The Clare Spark Blog

September 11, 2009

Oil politics and Obama’s “Israel”

Herbert Feis, economic advisor to FDR

Since James Traficant, ex-Congressman from Youngstown Ohio, newly released from jail, appeared on Fox last night (9-10-09) on Greta Van Susteren’s program, and since he explained recent American interventions in the Middle East as a product of omnipotent Jewish machinations (machinations that eventuated in the understandable attacks of September 11, 2001!), I thought it appropriate to review 1. the importance of oil to American interests as early as the middle of the second world war; and 2. Obama’s abysmal ignorance of the dynamics of the Arab-Israeli conflict, let alone the diplomacy surrounding the founding of Israel and America’s ambiguous role in it.

Here is a passage from Obama’s second book, The Audacity of Hope, subtly reiterating the hostile Arab narrative at the end of the second world war (i.e., the Holocaust was Europe’s doing, and Arab states should not be asked to bear the burden of the sins of others: the Jews should disperse and return to their countries of origin. This argument has never changed).  I believe it is an indication of the Obama presidency’s likely attitude toward the U.S. role in mediating the conflict between Israel and her neighbors. He briefly reminisces about his trip to the region:

[Obama:] “I talked to Jews who’d lost parents in the Holocaust and brothers in suicide bombings; I heard Palestinians talk of the indignation of checkpoints and reminisce about the land they had lost. I flew by helicopter across the line separating the two peoples and found myself unable to distinguish Jewish towns from Arab towns, all of them like fragile outposts against the green [sic?] and stony hills.

We have an obligation to engage in efforts to bring about peace in the Middle East, not only for the safety and security of the people of the region, but for the safety and security of our own children.” (Audacity of Hope, p.322. Can you decode these statements without me, readers? The U.S. was never neutral, and is not now. The conflict was not about two peoples fighting over the same piece of land–the cycle of violence frame to the conflict– but was about the fears of a disunited group of Arab states fearful of their own impoverished populations, and terrified of an advanced democracy, keen on economic development, planted in their region. All other explanations come from corporatist liberals who think both sides are irrational and susceptible to mediation by the neutral intervention of more rational and compassionate powers. On corporatist liberalism, see https://clarespark.com/2009/08/09/what-is-a-corporatist-liberal-and-why-should-they-frighten-us/ . Heaven forbid that Israel should conduct negotiations with its neighbors without U.S. bullying.)

Extracted information

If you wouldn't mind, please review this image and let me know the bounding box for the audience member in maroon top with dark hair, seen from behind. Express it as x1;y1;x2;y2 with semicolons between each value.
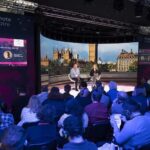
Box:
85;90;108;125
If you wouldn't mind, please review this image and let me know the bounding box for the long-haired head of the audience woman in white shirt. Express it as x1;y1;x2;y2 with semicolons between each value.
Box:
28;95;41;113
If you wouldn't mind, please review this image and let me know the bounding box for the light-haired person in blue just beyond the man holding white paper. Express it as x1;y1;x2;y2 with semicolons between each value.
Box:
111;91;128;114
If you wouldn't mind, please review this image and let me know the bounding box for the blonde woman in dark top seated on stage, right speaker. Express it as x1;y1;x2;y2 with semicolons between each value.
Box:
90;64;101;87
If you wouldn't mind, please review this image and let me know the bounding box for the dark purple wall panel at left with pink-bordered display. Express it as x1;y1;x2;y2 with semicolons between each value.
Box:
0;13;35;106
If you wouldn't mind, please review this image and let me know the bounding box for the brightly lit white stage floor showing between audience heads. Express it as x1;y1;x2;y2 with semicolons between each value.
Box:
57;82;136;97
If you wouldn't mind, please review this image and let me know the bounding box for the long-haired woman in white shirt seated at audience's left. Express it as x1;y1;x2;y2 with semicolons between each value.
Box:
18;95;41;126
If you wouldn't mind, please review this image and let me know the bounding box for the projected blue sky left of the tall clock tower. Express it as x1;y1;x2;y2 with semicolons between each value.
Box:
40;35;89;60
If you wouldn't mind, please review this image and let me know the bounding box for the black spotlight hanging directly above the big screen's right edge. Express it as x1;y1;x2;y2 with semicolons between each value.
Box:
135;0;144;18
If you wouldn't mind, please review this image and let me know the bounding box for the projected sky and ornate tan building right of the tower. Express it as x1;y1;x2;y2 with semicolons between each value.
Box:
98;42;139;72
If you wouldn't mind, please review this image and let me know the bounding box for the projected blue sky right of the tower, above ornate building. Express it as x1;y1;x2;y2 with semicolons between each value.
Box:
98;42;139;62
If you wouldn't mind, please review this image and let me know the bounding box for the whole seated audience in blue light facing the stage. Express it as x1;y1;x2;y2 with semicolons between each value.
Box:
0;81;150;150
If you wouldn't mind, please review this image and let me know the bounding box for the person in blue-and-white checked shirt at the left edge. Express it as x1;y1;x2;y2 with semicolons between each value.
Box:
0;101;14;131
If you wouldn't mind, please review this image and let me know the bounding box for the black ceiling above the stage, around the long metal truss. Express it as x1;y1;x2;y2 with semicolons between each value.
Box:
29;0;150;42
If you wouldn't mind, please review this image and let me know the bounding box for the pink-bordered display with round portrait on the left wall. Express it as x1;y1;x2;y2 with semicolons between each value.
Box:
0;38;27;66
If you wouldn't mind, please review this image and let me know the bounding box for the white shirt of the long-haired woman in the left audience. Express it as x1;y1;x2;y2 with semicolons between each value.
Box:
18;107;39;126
* * *
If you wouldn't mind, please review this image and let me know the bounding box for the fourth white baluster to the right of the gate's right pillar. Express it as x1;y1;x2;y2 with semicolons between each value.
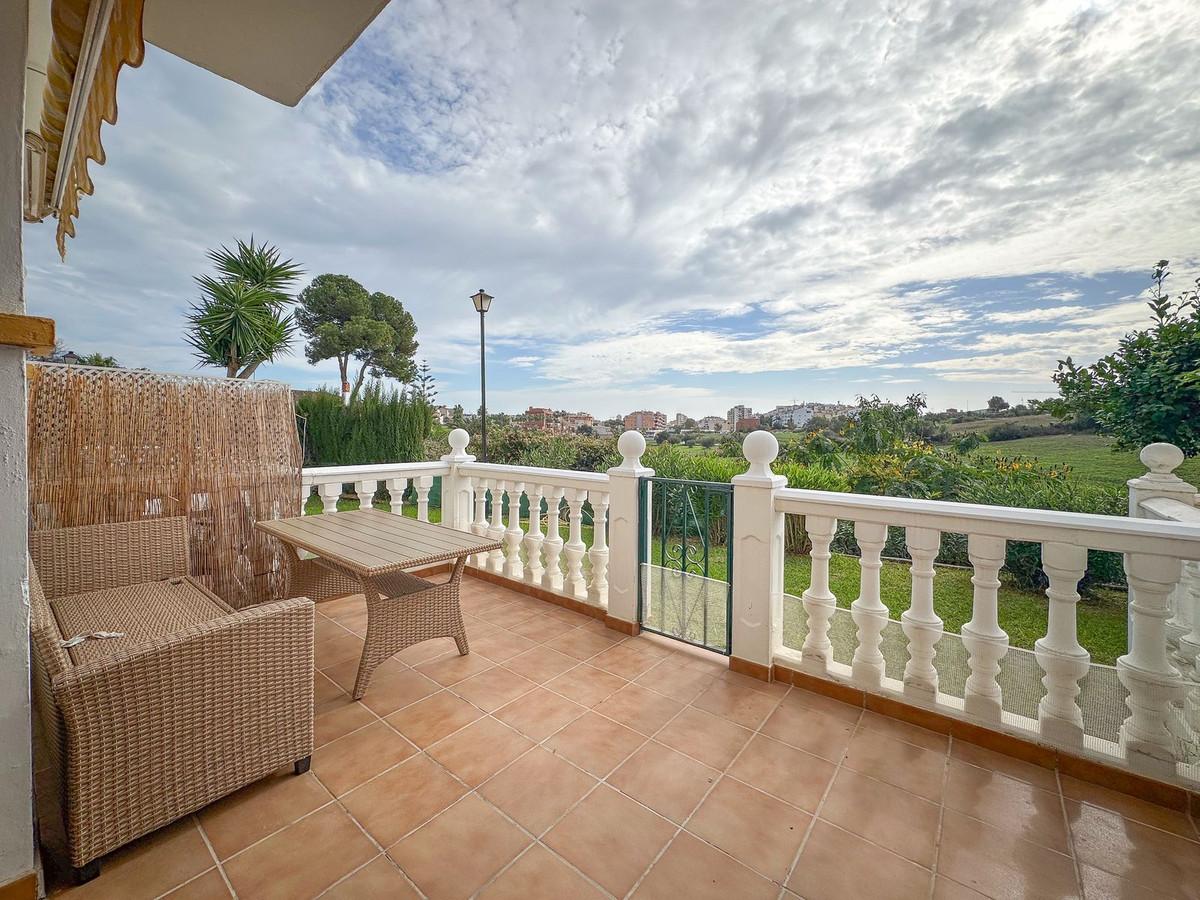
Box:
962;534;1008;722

Tasks
(1) In the blog post on oil politics and Obama, on whose program did James Traficant appear on Fox?
(2) Pick up the blog post on oil politics and Obama after its final sentence and continue it.

Results for each task
(1) Greta Van Susteren's program.

(2)
In these three sentences (I found no other pages on the subject), could we have made inferences about Obama’s likely foreign policy, or his grasp of the politics, history, and geography of Israel and its environs prior to the election? Will it be continuous with that of Roosevelt administration official Herbert Feis, one of Roosevelt’s economic advisors? This is what Feis wrote in his concluding thoughts on international cooperation regarding Middle East oil, published in 1946, but referring to failed U.S. government initiatives in 1943-44 and centering on Saudi Arabia:

[Feis:]”…no program having merely to do with the protection of oil resources can prevent them from becoming a cause of dispute if the great powers quarrel about the political control of the region. If any one of them takes measures hostile to the others or encourages threatening attacks against established political positions of the others, then each oil field in the Middle East will be the scene of turmoil, plot, and counterplot.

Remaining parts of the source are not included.